» Problem to solve: Reproduce the following records word for word, leaving out the pictures.

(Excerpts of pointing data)
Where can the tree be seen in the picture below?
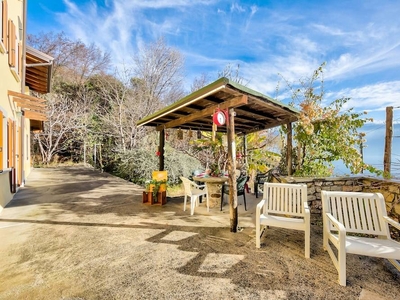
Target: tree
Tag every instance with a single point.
(74, 61)
(159, 69)
(64, 117)
(324, 134)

» Finished answer:
Where can the tree be seen in the picture below?
Target: tree
Tag every instance with a single point.
(74, 61)
(159, 69)
(64, 117)
(324, 134)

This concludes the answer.